# TASK PROMPT
Starting at the line with "Target: paper on table" in it, reproduce each line below through the last one, exactly, and include nothing else.

(Data entries)
■ ■ ■

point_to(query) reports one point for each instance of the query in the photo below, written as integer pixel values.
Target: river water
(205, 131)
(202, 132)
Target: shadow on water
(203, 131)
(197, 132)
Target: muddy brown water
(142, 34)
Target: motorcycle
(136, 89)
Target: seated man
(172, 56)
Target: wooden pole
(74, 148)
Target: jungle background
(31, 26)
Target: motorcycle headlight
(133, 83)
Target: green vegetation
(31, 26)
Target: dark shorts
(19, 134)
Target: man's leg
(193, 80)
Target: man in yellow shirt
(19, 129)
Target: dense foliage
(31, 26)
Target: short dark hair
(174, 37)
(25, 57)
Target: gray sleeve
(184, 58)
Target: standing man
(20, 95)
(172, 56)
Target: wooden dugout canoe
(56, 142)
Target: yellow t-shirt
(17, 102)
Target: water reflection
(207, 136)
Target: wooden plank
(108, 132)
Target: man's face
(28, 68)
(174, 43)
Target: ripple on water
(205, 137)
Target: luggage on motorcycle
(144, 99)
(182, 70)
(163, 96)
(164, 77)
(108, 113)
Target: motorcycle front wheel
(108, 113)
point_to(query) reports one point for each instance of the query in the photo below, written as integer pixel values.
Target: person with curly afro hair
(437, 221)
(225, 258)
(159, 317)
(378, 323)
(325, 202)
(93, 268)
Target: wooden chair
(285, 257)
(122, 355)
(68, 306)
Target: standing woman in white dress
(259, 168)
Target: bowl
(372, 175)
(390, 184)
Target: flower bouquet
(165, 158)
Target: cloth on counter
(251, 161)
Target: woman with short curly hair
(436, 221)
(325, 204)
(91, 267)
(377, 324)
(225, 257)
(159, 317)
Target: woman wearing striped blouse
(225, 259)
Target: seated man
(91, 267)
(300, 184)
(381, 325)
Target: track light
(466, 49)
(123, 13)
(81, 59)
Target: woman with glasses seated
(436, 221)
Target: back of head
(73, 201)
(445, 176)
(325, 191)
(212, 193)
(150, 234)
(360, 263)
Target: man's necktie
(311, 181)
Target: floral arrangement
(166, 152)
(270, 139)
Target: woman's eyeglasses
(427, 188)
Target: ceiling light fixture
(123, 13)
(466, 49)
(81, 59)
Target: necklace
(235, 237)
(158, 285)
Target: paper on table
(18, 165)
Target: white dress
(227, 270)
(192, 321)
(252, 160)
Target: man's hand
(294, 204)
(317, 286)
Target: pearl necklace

■ ■ ■

# ANSWER TO THIS TASK
Target: paper on table
(18, 165)
Target: white dress
(227, 270)
(192, 321)
(252, 160)
Target: man's hand
(294, 204)
(317, 286)
Target: pearl necklace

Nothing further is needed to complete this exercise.